● Prompt:
Look through the listing below and count the lines holding "mouth". Reply with the number alone.

Top of Listed entries

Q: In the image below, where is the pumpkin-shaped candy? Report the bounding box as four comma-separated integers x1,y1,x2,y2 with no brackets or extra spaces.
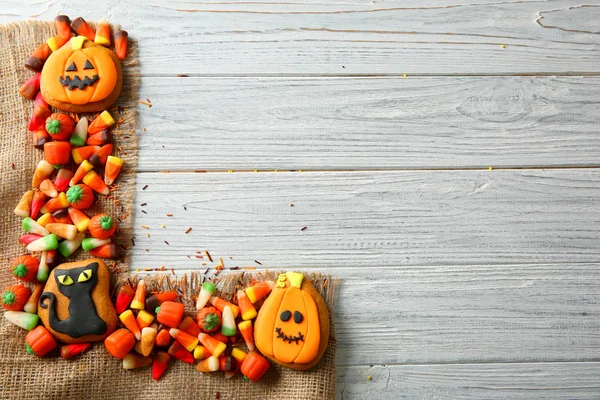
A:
40,36,122,113
254,272,329,370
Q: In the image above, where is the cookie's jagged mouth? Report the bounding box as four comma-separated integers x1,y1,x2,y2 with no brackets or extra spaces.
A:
275,327,305,344
59,75,99,90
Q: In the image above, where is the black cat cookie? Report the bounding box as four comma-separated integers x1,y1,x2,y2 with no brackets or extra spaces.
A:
38,259,117,343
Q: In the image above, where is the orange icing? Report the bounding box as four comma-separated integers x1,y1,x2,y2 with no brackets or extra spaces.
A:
41,37,117,106
254,272,320,364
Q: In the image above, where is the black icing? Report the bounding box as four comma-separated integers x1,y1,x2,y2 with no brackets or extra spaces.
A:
280,310,291,322
66,62,77,72
83,60,94,70
58,75,99,90
293,311,303,324
39,262,107,338
275,327,304,344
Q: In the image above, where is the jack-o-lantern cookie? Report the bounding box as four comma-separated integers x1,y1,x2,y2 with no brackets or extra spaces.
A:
40,36,122,113
254,272,329,370
38,258,117,343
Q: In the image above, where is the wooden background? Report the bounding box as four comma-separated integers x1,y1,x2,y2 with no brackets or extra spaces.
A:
3,0,600,398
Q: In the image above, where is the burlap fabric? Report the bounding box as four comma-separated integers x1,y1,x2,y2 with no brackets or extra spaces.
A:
0,21,337,399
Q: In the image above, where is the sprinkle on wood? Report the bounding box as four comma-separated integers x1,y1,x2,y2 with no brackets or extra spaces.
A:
204,250,213,262
185,227,192,234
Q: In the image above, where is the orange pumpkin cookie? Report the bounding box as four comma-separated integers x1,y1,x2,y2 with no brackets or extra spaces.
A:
254,272,329,370
38,258,117,344
40,36,122,113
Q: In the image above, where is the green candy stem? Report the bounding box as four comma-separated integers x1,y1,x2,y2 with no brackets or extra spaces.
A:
155,306,161,314
203,313,220,331
1,291,15,305
12,264,28,279
25,343,33,355
46,119,61,134
66,185,83,203
99,215,114,230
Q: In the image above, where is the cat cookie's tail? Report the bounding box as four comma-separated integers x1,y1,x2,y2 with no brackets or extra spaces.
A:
39,292,69,334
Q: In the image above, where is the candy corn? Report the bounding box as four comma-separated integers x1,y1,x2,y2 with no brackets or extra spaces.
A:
140,326,158,356
219,355,237,373
57,232,85,258
89,144,113,167
105,329,135,360
70,117,88,146
19,73,41,100
86,130,111,146
89,243,120,259
51,208,72,225
24,284,44,314
43,141,71,166
39,192,69,214
14,190,34,218
70,161,94,187
46,223,77,240
71,145,100,165
22,217,49,236
169,328,198,352
212,332,229,344
71,17,95,41
225,348,247,379
167,341,194,364
27,234,58,252
156,301,184,328
45,250,59,268
179,316,201,338
196,282,216,310
30,191,46,219
221,306,236,337
94,21,111,46
60,343,91,360
25,43,51,72
115,30,128,60
81,237,110,251
136,310,155,329
36,251,50,281
197,333,227,357
68,207,90,232
4,311,39,331
130,280,146,310
237,290,257,320
245,281,275,303
195,356,219,373
19,234,43,245
152,351,171,380
209,296,240,319
238,320,255,351
123,353,152,370
32,160,54,188
88,111,115,134
155,328,171,347
32,126,51,149
47,35,68,52
36,213,54,228
39,179,58,198
82,170,109,195
119,310,141,340
104,156,123,186
115,285,135,314
29,107,52,132
54,15,72,39
54,168,73,192
193,345,208,360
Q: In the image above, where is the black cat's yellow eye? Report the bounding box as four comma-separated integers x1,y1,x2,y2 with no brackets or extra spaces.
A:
78,269,93,283
57,275,74,285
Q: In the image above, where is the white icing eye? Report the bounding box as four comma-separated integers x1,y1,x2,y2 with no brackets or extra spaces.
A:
78,269,93,282
58,275,74,285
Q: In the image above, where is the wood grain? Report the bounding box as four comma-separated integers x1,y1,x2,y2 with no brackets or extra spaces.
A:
337,363,600,399
129,170,600,269
135,76,600,170
2,0,600,75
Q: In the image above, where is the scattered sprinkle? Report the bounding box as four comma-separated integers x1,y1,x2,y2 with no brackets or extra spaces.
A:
501,44,505,48
183,206,187,211
166,213,173,217
290,203,294,207
147,233,151,238
135,268,140,272
131,238,135,247
403,74,407,78
141,210,147,214
367,376,372,380
164,241,170,245
228,170,234,173
298,170,303,172
161,224,165,229
137,99,152,108
11,162,15,169
243,267,256,271
185,227,192,234
301,226,307,231
489,166,493,170
231,266,240,270
204,250,213,262
142,185,148,190
254,170,258,172
141,203,147,206
141,225,149,229
254,260,262,265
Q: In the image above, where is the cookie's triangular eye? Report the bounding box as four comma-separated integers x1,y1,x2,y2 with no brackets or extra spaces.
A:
66,62,77,72
78,269,93,282
83,60,94,70
57,275,74,285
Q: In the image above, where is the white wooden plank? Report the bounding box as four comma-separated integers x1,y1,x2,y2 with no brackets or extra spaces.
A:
2,0,600,75
129,170,600,269
167,264,600,364
337,363,600,399
135,76,600,170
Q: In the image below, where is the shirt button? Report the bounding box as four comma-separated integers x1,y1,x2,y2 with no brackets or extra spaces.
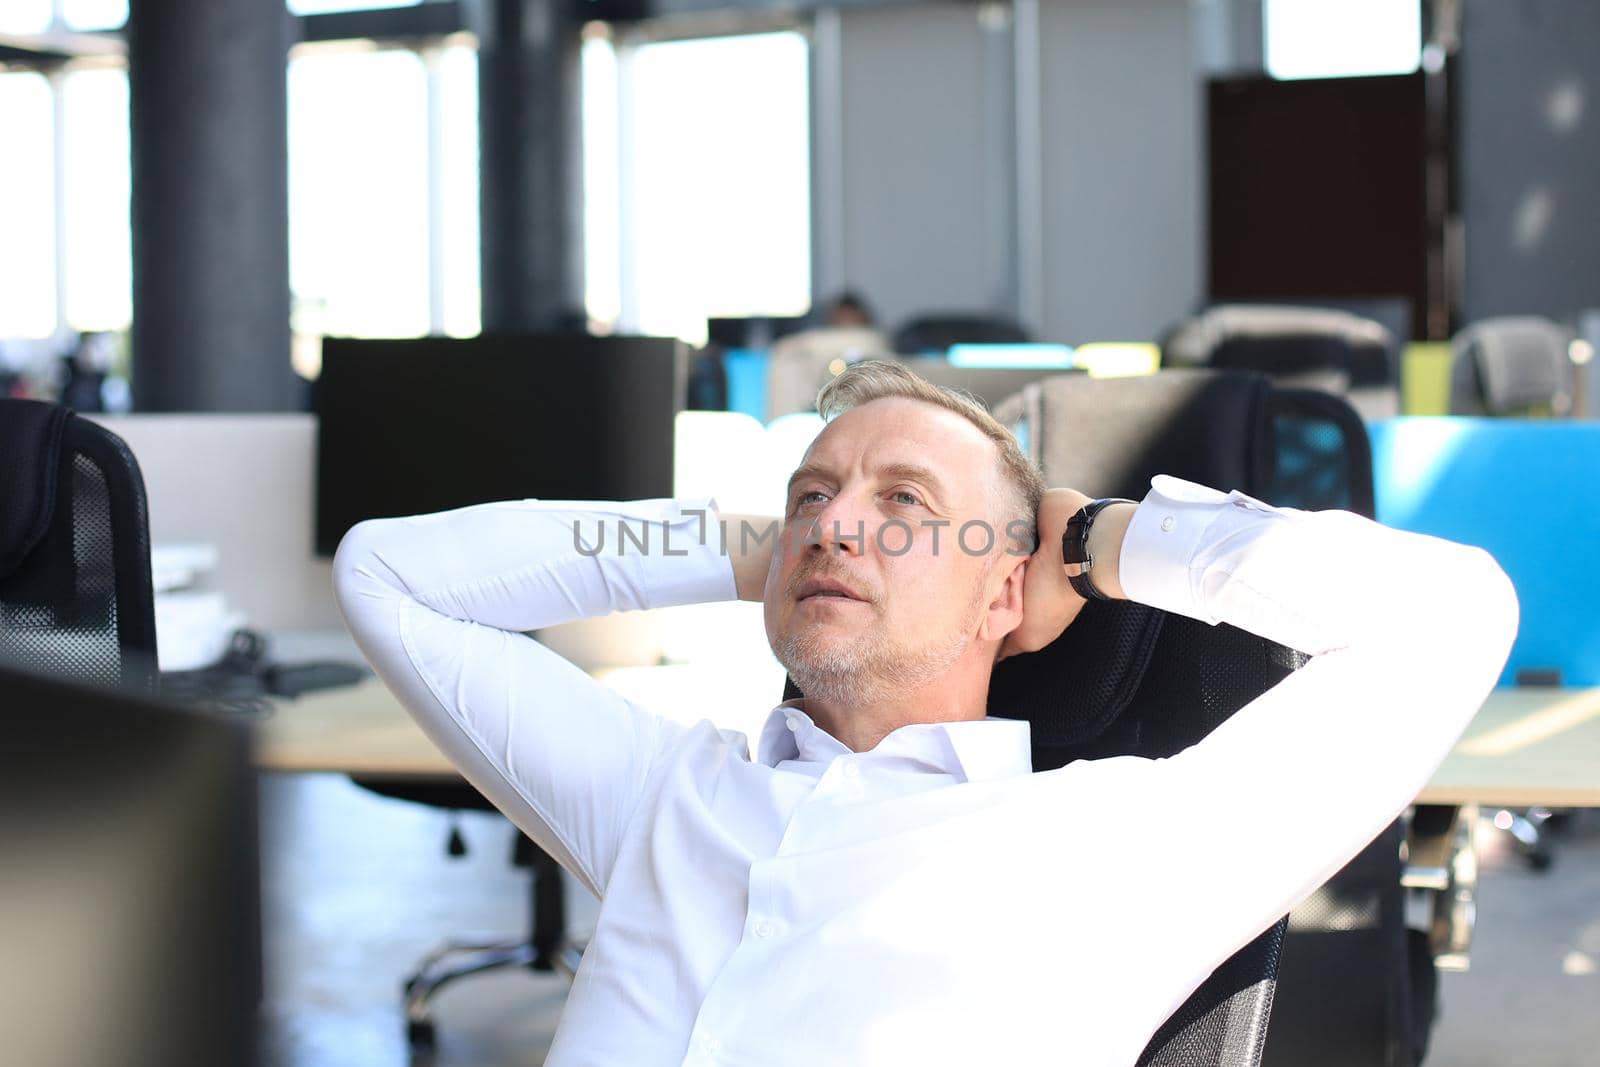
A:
786,716,800,731
1160,515,1176,533
842,762,860,779
753,919,775,938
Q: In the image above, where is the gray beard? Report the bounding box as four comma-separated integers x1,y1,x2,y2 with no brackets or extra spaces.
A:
771,581,986,707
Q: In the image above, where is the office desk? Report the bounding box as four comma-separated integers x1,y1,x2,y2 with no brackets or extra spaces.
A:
1419,687,1600,807
257,660,786,780
257,673,1600,807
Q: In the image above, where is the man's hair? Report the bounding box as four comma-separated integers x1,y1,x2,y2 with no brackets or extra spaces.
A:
814,360,1047,535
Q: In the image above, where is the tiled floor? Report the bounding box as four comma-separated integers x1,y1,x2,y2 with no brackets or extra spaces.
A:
260,773,1600,1066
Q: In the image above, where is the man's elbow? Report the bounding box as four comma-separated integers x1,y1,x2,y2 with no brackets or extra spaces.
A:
1461,544,1521,663
331,518,410,619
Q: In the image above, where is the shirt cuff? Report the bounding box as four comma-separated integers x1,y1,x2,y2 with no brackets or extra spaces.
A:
1118,475,1268,624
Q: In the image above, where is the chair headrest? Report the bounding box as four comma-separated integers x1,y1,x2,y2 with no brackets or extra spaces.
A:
989,369,1279,757
993,368,1274,500
0,400,71,580
1162,304,1395,371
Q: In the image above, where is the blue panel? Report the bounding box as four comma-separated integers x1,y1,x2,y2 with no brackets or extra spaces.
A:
723,349,768,423
1370,417,1600,686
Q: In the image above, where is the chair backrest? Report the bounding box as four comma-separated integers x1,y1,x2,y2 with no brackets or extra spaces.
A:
991,368,1374,1067
781,369,1353,1066
1448,315,1574,415
0,399,157,690
1162,304,1399,421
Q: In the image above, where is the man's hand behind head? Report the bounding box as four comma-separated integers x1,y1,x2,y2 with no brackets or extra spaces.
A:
996,488,1096,662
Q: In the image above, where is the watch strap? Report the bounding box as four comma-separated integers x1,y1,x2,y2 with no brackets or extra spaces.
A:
1061,497,1135,601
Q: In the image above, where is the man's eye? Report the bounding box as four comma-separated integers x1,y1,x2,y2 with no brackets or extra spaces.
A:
890,489,922,507
796,491,828,506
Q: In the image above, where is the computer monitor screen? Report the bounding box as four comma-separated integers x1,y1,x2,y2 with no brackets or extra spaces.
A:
314,335,687,557
0,663,259,1067
706,315,812,350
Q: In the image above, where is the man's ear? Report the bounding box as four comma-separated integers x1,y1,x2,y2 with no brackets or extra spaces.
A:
979,554,1027,643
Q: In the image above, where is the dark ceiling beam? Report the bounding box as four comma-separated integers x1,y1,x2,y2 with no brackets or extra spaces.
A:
591,0,924,22
0,29,123,68
294,1,468,45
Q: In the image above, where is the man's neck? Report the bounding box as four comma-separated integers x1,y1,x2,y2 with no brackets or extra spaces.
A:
805,679,990,753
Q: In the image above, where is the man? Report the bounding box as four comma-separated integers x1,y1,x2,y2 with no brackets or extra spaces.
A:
334,361,1517,1066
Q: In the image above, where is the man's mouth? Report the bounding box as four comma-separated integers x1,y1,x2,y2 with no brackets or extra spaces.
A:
797,578,867,602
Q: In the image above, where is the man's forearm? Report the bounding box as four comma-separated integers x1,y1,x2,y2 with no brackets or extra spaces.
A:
716,511,780,602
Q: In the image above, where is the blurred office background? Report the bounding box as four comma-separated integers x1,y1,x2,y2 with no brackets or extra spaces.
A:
2,0,1595,410
3,2,1598,1066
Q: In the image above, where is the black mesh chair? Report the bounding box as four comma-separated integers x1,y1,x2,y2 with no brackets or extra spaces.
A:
0,399,158,691
890,313,1031,355
355,775,583,1048
986,369,1430,1067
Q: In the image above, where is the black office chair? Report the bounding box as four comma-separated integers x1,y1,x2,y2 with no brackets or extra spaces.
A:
890,312,1031,355
353,776,583,1047
1161,304,1400,421
986,369,1427,1066
0,399,158,691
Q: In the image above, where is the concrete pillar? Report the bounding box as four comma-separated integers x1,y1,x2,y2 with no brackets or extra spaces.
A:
475,0,586,332
127,0,295,411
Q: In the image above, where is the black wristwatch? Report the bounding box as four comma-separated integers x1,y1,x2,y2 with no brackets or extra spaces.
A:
1061,498,1135,601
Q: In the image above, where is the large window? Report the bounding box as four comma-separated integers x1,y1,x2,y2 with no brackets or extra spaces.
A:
584,28,812,344
61,67,131,331
60,0,126,31
287,41,480,344
0,72,58,339
1264,0,1422,81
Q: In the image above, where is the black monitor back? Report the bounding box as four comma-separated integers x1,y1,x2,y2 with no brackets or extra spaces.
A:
0,662,259,1067
315,335,687,556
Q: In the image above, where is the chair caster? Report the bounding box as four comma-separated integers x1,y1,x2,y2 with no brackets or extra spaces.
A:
407,1018,436,1049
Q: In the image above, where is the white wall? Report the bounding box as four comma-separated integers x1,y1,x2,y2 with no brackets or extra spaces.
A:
816,0,1202,345
90,414,340,633
823,1,1016,331
1036,0,1201,343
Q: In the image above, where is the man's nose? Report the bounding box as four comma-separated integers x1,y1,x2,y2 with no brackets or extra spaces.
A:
809,494,872,556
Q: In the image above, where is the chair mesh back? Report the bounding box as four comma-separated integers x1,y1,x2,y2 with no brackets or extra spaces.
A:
988,370,1312,1067
1265,388,1375,517
1138,918,1287,1067
0,404,157,691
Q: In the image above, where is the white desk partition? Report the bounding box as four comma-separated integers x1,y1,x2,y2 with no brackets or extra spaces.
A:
90,414,340,633
88,410,830,671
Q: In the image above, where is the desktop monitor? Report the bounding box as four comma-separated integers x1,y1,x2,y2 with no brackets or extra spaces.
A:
0,662,260,1067
314,335,687,557
706,315,812,350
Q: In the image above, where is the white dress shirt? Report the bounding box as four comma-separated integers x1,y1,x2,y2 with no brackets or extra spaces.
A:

Bottom of Listed entries

● Solved problem:
2